Dataset items:
** Begin **

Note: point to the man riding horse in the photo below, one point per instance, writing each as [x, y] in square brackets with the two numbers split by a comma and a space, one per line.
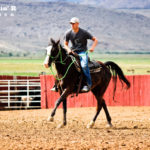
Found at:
[78, 38]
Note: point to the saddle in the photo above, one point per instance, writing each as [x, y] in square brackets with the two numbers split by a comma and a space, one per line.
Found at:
[94, 67]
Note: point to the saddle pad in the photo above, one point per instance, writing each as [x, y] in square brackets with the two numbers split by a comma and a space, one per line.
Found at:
[94, 66]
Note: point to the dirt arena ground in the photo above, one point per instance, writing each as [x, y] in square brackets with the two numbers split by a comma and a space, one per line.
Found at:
[29, 129]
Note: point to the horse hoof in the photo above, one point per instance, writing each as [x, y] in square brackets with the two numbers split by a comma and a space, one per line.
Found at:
[90, 125]
[109, 125]
[60, 126]
[51, 119]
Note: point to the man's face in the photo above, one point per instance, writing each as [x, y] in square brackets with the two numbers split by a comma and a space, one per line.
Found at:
[74, 26]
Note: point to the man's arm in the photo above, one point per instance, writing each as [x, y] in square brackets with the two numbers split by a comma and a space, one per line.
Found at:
[95, 41]
[67, 47]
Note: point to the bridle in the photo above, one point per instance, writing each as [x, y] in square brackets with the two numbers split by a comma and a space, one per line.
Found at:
[59, 54]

** End **

Your task: Rewrite the full listing above, changing every "Found at" to "Located at" and keeping everything else the same. Leave the pictures out.

Answer in full:
Note: point to the man riding horse in the photo below, one point per instance, writing each as [x, y] in square brackets with the two numbers split by a comma and a space, one per line.
Located at:
[78, 38]
Note: point to the saddle in the photo above, one point per instance, writing each as [x, y] in square brackets with the two numbers split by a comma and a space, one per line.
Located at:
[94, 67]
Note: point to the saddle pad in the photo above, one point per instance, writing each as [x, y] in square brackets with the two numbers split by a comma and a space, one per line.
Located at:
[94, 66]
Note: point to the dirt arena ground in the photo above, one point per instance, writing each as [x, y] in square brackets with the two numbers split by a comma and a space, one per line.
Located at:
[29, 129]
Note: point to the horse hoof in the photo above, one point per instance, writing each as [x, y] in square brackets with the two numbers split by a comma and a space, one per line.
Located at:
[90, 125]
[109, 125]
[60, 126]
[51, 119]
Note: point to the man's face in the photo above, one point per instance, writing each as [x, y] in square brackets with the two numbers split by a comma and a space, one per line.
Located at:
[74, 26]
Note: point to the man's arm in the photo above, one point per instance, writing each as [x, y] in square brackets with the two numbers split by a comma and a space, one per line.
Located at:
[95, 41]
[67, 47]
Note: point to the bridle in the photo above, one point per instance, writing each as [x, y] in square brackets with the two numbers split by a comma and a space, one per line.
Located at:
[59, 54]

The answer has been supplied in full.